# bitolsiano [= dei Beatles]



## pizzi

Oggi ho sentito parlare di ... _vari periodi della produzione *bitolsiana*_ (cioè dei Beatles).

In rete ho trovato solo un risultato scritto in forma italianizzata, riferito a una divagazione cibo-musica; essendo uno solo e oceanico, ritengo non sia il caso di mettere il link .

Vi chiedo se avete già incontrato quest'uso, e se sì, nella forma* bitolsiano* o *beatolsiano*?

Grazie da piz


----------



## violadaprile

Io chiedo scusa, ma lo trovo bruttissimo ...
D'altra parte se entrerà nella specie dei neologismi, dovremo farci l'abitudine 
Per me, io italianizzo tutto


----------



## Nunou

No, finora no. 
Sempre e solo detto/sentito "dei Beatles"!!
Pensate che mi devo adeguare ai _nuovi tempi_?


----------



## Blackman

Be', se italianizzi lo fai per bene, no? Io direi proprio _bitolsiano_...


----------



## luway

Ciao 

Pensavo: non è che la grafia è 'beatlesiano/a", come ad esempio 'jungiano/freudiano/shakespeariano/hollywoodiano/ecc.'?  Scritto (in parte, beatolsiano, o del tutto, bitolsiano) come si pronuncia in italiano a me fa strano solo a vederlo, per cui credo proprio che, no, non l'ho mai incontrato prima 

edit: ho appena controllato, scritto come dicevo i risultati aumentano decisamente.

(Ciao BM , stavamo scrivendo nello stesso momento, buona giornata!)


----------



## stella_maris_74

Blackman said:


> Be', se italianizzi lo fai per bene, no? Io direi proprio _bitolsiano_...



Solo che _bitolsiano _visto così non significa nulla, mentre se leggi _beatlesiano _capisci immediatamente che si sta parlando dei Beatles 

Esattamente come



luway said:


> 'jungiano/freudiano/shakespeariano/hollywoodiano/ecc.'



Resto dell'opinione che la lingua, alla fine, non è che un codice di comunicazione funzionale alla veicolazione e comprensione di un significato o di un messaggio. A mio parere, se per salvaguardare la (teorica) purezza della lingua si finisce per fallire l'obiettivo di comunicare efficacemente il significato/messaggio, non si è fatto un buon lavoro 

Buona giornata a tutti voi!


----------



## matoupaschat

stella_maris_74 said:


> Solo che _bitolsiano _visto così non significa nulla, mentre se leggi _beatlesiano _capisci immediatamente che si sta parlando dei Beatles


Esatto! 
A tal punto che vedendo soltanto il titolo del thread, comminciavo, da non madrelingua, a chiedermi cosa fosse e a scomporre mentalmente la parola in _bi-_ e _tolsiano __. _


----------



## pizzi

Sì, BM , lu , stella  e matou , sono d'accordo con voi!

##########

— Compiti —
1. Scrivi i nomi utente di tutte le persone che intervengono nella discussione, ognuno una volta sola.
2. Ricopia dalla discussione, parola per parola, il passo che comincia con "In rete ho trovato" e finisce con "bitolsiano* o *beatolsiano*?".
Le righe che seguono non servono in alcun modo per questo lavoro.

##########

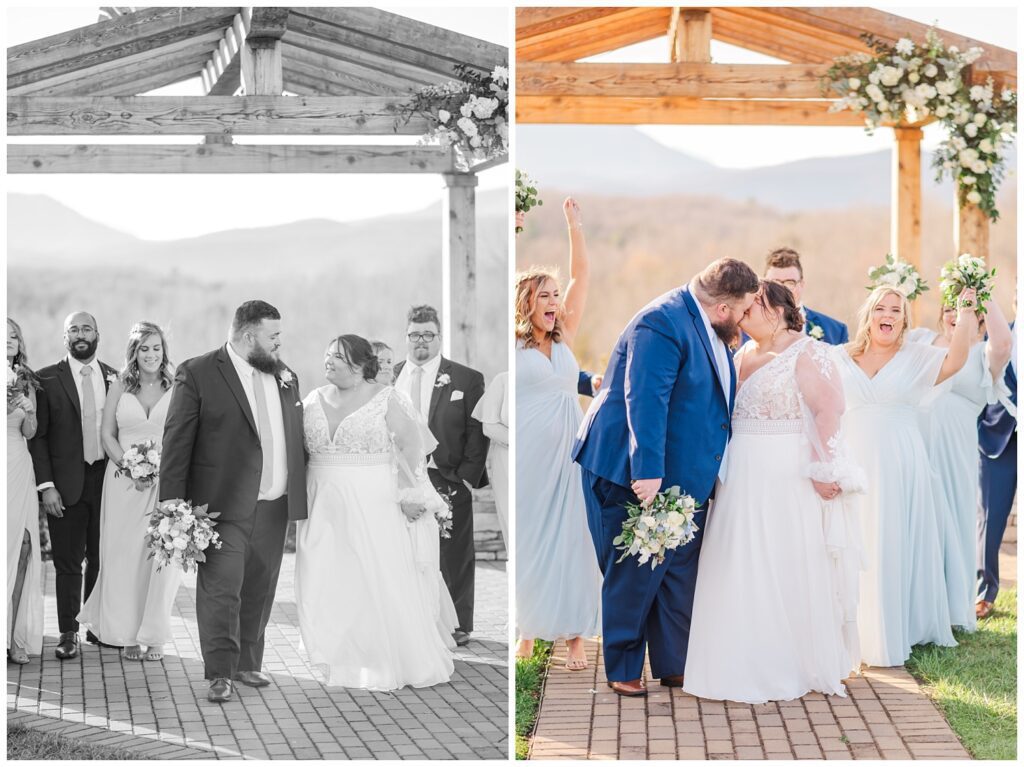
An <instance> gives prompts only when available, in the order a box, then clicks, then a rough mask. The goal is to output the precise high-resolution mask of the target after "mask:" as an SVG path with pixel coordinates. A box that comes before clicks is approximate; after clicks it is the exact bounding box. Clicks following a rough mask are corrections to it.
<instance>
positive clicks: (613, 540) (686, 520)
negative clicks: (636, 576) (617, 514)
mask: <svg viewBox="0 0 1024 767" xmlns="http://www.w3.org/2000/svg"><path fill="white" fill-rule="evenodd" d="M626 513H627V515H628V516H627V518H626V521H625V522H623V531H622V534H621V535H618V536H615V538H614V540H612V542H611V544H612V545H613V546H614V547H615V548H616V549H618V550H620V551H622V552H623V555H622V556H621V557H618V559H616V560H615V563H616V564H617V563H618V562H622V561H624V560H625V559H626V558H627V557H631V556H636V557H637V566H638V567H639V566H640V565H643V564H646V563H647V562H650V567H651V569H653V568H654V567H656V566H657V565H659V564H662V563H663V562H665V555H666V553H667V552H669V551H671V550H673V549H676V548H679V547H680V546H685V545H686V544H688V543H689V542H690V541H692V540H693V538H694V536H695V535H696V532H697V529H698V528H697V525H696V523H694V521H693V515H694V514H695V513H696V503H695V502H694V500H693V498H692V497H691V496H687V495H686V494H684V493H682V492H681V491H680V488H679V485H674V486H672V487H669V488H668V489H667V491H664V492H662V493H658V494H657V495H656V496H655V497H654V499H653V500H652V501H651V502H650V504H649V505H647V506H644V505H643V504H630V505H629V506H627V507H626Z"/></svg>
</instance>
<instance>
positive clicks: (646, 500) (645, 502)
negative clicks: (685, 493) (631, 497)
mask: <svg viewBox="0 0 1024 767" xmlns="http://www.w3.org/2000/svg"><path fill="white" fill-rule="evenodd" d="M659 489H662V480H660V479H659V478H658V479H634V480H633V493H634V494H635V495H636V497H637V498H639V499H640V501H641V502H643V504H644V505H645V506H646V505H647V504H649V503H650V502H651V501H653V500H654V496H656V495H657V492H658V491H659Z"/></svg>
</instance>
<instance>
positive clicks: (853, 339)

##########

— Compiti svolti —
1. pizzi, violadaprile, Nunou, Blackman, luway, stella_maris_74, matoupaschat

2.
In rete ho trovato solo un risultato scritto in forma italianizzata, riferito a una divagazione cibo-musica; essendo uno solo e oceanico, ritengo non sia il caso di mettere il link .

Vi chiedo se avete già incontrato quest'uso, e se sì, nella forma* bitolsiano* o *beatolsiano*?